CHALLENGE:
Print every line of the listing exactly, please.

------

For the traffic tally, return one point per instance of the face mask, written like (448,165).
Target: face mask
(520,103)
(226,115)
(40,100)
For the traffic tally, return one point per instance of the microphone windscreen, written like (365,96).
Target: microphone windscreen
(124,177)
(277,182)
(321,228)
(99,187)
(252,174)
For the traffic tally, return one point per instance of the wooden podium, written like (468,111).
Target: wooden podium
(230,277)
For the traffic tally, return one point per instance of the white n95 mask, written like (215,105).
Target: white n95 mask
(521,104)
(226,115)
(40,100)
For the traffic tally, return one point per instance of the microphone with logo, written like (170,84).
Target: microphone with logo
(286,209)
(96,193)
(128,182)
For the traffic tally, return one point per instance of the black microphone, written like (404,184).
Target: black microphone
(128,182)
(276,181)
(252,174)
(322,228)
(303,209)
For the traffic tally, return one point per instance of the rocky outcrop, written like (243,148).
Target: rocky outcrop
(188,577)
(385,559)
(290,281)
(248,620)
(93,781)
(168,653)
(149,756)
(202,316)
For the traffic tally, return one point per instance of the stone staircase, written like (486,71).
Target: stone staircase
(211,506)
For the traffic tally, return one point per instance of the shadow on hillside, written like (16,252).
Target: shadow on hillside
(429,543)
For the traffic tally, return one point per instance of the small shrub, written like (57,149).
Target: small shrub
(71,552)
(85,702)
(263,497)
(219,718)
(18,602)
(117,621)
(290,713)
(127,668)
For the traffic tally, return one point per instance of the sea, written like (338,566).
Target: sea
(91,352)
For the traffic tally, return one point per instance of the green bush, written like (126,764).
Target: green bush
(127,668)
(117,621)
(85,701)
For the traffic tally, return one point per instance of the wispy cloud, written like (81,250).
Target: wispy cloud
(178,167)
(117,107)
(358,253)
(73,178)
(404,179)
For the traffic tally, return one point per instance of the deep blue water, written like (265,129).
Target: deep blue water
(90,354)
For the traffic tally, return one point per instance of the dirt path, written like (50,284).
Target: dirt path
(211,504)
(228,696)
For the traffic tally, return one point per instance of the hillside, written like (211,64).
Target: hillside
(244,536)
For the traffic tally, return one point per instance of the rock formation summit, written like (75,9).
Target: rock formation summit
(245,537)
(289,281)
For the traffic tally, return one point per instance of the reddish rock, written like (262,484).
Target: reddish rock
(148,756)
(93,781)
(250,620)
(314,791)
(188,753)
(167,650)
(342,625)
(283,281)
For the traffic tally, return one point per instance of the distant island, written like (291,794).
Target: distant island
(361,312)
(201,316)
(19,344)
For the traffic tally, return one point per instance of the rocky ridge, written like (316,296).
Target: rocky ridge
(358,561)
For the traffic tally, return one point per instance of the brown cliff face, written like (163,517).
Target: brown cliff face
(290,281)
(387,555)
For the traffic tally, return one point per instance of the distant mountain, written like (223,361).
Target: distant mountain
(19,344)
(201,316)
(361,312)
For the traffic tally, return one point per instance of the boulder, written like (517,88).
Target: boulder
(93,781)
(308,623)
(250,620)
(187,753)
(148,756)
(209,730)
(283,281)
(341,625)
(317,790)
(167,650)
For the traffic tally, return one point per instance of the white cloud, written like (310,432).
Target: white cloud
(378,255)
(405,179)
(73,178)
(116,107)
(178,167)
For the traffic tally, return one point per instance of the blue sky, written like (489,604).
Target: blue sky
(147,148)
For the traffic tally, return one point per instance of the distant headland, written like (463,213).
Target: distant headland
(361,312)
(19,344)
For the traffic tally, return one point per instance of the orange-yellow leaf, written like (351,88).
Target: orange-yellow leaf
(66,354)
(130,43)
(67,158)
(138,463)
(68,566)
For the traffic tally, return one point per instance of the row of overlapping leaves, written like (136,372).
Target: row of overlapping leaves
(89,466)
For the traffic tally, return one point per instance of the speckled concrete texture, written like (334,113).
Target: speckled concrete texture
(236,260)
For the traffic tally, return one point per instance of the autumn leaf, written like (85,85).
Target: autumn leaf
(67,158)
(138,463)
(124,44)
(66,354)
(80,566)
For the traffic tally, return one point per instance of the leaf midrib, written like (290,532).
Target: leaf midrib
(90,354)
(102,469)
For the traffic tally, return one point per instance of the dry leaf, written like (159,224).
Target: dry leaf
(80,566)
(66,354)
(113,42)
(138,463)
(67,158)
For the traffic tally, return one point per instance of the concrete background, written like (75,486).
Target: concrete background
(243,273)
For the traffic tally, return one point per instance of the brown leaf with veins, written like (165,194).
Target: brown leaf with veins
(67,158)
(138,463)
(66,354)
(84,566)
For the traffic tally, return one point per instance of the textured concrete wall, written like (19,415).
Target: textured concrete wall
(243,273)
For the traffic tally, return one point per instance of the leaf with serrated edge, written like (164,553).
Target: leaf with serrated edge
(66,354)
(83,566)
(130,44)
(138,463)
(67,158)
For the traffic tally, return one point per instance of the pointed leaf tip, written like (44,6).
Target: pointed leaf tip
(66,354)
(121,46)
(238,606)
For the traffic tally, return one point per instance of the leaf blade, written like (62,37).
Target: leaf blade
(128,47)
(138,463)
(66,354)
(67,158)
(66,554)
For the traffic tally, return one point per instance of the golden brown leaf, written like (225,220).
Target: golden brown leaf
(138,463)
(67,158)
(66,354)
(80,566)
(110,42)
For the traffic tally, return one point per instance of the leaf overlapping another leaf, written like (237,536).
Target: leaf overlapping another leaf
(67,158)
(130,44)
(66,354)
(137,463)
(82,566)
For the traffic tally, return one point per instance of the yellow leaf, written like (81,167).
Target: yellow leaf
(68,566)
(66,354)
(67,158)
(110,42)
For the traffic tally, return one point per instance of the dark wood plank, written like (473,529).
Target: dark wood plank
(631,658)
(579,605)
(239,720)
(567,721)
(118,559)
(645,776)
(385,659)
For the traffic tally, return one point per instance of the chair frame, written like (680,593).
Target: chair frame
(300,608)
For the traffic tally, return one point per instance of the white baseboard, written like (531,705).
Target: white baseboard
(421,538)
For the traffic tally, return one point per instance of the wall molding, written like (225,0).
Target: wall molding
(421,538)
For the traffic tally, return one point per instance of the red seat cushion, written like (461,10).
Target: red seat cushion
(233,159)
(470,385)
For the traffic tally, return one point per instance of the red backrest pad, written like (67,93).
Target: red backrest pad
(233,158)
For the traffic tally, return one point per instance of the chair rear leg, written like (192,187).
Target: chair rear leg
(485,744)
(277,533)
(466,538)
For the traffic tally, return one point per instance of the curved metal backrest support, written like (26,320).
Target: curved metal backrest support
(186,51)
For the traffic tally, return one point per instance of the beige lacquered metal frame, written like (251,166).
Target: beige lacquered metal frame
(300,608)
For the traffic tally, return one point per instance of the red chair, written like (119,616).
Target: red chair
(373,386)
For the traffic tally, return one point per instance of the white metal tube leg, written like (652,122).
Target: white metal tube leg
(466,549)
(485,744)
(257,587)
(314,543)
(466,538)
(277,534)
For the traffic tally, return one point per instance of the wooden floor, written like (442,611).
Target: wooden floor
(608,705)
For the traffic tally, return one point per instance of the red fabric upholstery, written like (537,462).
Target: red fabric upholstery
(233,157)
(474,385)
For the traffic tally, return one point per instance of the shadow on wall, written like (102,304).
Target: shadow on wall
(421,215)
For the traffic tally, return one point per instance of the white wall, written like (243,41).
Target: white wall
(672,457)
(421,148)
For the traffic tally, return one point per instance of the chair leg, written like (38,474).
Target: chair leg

------

COMPLETE OUTPUT:
For the traffic tally, return one point per instance of the face mask, written like (448,165).
Target: face mask
(520,103)
(226,115)
(40,100)
For the traffic tally, return one point per instance of the microphone windscreen, written like (365,96).
Target: microphone windscreen
(124,177)
(277,182)
(321,228)
(99,187)
(252,174)
For the traffic tally, return one point per instance of the wooden podium, written like (468,111).
Target: wooden podium
(230,277)
For the traffic tally, return one point per instance of the white n95 mask, written like (215,105).
Target: white n95 mask
(521,104)
(226,115)
(40,100)
For the traffic tally, return one point per instance of the microphone with logo, written like (170,84).
Target: microphone with logo
(286,209)
(96,193)
(128,182)
For the traffic tally, return one point per instance of the black microphone, written like (404,184).
Target: black microphone
(128,182)
(276,181)
(252,174)
(322,228)
(303,209)
For the traffic tally, return one point per instance of the rocky outcrop, written like (243,148).
Target: rocky outcrop
(188,577)
(385,559)
(290,281)
(248,620)
(93,781)
(168,653)
(149,756)
(202,316)
For the traffic tally, return one point per instance of the stone staircase, written like (486,71).
Target: stone staircase
(211,506)
For the traffic tally, return one point per instance of the shadow on hillside, written like (16,252).
Target: shadow on hillside
(429,543)
For the traffic tally, return one point per instance of the small shrub, written like (57,149).
Target: small shrub
(71,552)
(85,702)
(263,497)
(219,718)
(18,602)
(117,621)
(290,713)
(127,668)
For the traffic tally, return one point per instance of the sea, written like (338,566).
Target: sea
(91,352)
For the traffic tally, return one point per instance of the green bush, written like (126,764).
Target: green bush
(127,668)
(117,621)
(85,701)
For the traffic tally, return one point per instance of the wispy cloud, written like (81,250).
Target: wispy cloud
(178,167)
(117,107)
(358,253)
(73,178)
(404,179)
For the traffic tally, return one point per instance of the deep blue water, written like (265,129).
Target: deep blue water
(90,354)
For the traffic tally, return one point per instance of the dirt path, written like (50,284).
Target: dirt path
(211,504)
(228,696)
For the traffic tally, return one point per instance of the hillside, written like (211,64).
Target: hillside
(244,536)
For the traffic tally, return one point per instance of the rock formation summit, written like (75,9).
Target: rock formation summit
(245,537)
(289,281)
For the traffic tally, return one point per instance of the reddish rock, written like (262,484).
Target: reddish rock
(148,756)
(93,781)
(250,620)
(314,791)
(188,753)
(167,650)
(342,625)
(283,281)
For the traffic tally, return one point per instance of the distant island, written like (291,794).
Target: distant island
(361,312)
(201,316)
(19,344)
For the traffic tally, return one point per instance of the rocky ridge, written like (316,296).
Target: rocky ridge
(358,561)
For the traffic tally, return one point per instance of the brown cliff face, written like (163,517).
Target: brown cliff face
(290,281)
(387,555)
For the traffic tally, return one point per instance of the distant mountain, written like (223,361).
Target: distant mountain
(19,344)
(201,316)
(361,312)
For the traffic tally, return one point per instance of the boulder, written like (517,88).
Target: boulder
(93,781)
(308,623)
(250,620)
(187,753)
(148,756)
(209,730)
(283,281)
(341,625)
(317,790)
(167,650)
For the traffic tally, return one point per instance of the white cloud, written like (310,432).
Target: white cloud
(378,255)
(405,179)
(73,178)
(116,107)
(178,167)
For the traffic tally, return one point per instance of the blue sky, written like (489,604).
Target: blue sky
(147,148)
For the traffic tally, return one point per instance of the distant headland, written like (463,213).
Target: distant headland
(361,312)
(19,344)
For the traffic tally, return one point per instance of the orange-yellow leaf, written like (351,88).
Target: orange-yellow leaf
(66,354)
(130,43)
(67,158)
(138,463)
(68,566)
For the traffic tally, return one point per instance of the row of overlapping leaves, written like (136,372).
Target: row of overlapping leaves
(89,466)
For the traffic tally, return one point per instance of the speckled concrete texture, written like (334,113).
Target: speckled concrete texture
(236,260)
For the traffic tally, return one point per instance of the autumn leaf, written like (85,85).
Target: autumn leaf
(67,158)
(138,463)
(124,44)
(66,354)
(80,566)
For the traffic tally, return one point per instance of the leaf midrib, written like (290,532).
Target: leaf midrib
(90,354)
(102,469)
For the traffic tally, return one point per instance of the dry leaf, written like (159,224).
Target: dry leaf
(80,566)
(66,354)
(113,42)
(138,463)
(67,158)
For the traffic tally, return one point per instance of the concrete background, written like (75,486).
Target: concrete background
(243,273)
For the traffic tally, return one point per instance of the brown leaf with veins, written like (165,194).
Target: brown leaf with veins
(67,158)
(138,463)
(66,354)
(84,566)
For the traffic tally, return one point per instance of the textured concrete wall, written like (19,415).
Target: textured concrete wall
(243,273)
For the traffic tally, return one point per instance of the leaf with serrated edge, written like (164,553).
Target: leaf with serrated edge
(66,354)
(83,566)
(130,44)
(138,463)
(67,158)
For the traffic tally, return one point per instance of the pointed leaf tip, written like (44,6).
Target: pointed leaf tip
(66,354)
(121,46)
(238,606)
For the traffic tally, return one point per instance of the leaf blade, written like (62,37).
Target: leaf blade
(128,47)
(138,463)
(66,354)
(67,158)
(66,554)
For the traffic tally, return one point per instance of the golden brown leaf, written like (225,220).
Target: golden brown leaf
(138,463)
(67,158)
(66,354)
(80,566)
(110,42)
For the traffic tally, return one point per instance of the leaf overlapping another leaf, written like (237,536).
Target: leaf overlapping another leaf
(67,158)
(130,44)
(66,354)
(137,463)
(82,566)
For the traffic tally, return one point per instance of the yellow leaf, written like (81,167).
Target: yellow leaf
(68,566)
(66,354)
(67,158)
(110,42)
For the traffic tally, return one point per instance of the dark wood plank, written like (473,529).
Target: dark wood plank
(631,658)
(579,605)
(239,720)
(567,721)
(118,559)
(645,776)
(385,659)
For the traffic tally, return one point per instance of the chair frame, written like (680,593).
Target: chair frame
(300,608)
For the traffic tally, return one point per instance of the white baseboard, written like (531,705).
Target: white baseboard
(421,538)
For the traffic tally, return one point per instance of the wall molding, written like (225,0).
Target: wall molding
(421,538)
For the traffic tally, return one point per instance of the red seat cushion, written like (461,10).
Target: red seat cushion
(233,159)
(470,385)
For the traffic tally, return one point per instance of the red backrest pad, written like (67,93).
Target: red backrest pad
(233,158)
For the traffic tally, return one point per instance of the chair rear leg, written like (192,187).
Target: chair rear leg
(485,744)
(277,533)
(466,538)
For the traffic tally, return one point per instance of the curved metal backrest support, written like (26,320).
Target: curved metal backrest support
(186,51)
For the traffic tally, return one point per instance of the beige lacquered metal frame, written like (251,166).
Target: beige lacquered metal frame
(300,608)
For the traffic tally, return one point per instance of the red chair, written like (119,616).
Target: red chair
(373,386)
For the traffic tally, return one point per instance of the white metal tube leg, written like (652,122).
Target: white metal tube leg
(466,549)
(485,744)
(257,587)
(314,543)
(466,538)
(277,534)
For the traffic tally, return one point per instance of the wooden floor, written like (442,611).
Target: wooden floor
(608,705)
For the traffic tally, return one point per instance of the red fabric upholstery, written like (537,462).
Target: red fabric upholstery
(233,157)
(474,385)
For the traffic tally, return one point per instance of the shadow on wall, written like (102,304).
Target: shadow on wall
(421,215)
For the traffic tally, return one point per instance of the white wall, written like (243,41).
Target: white wall
(672,457)
(421,148)
For the traffic tally, return one point per instance of the chair leg, written like (38,474).
Target: chair leg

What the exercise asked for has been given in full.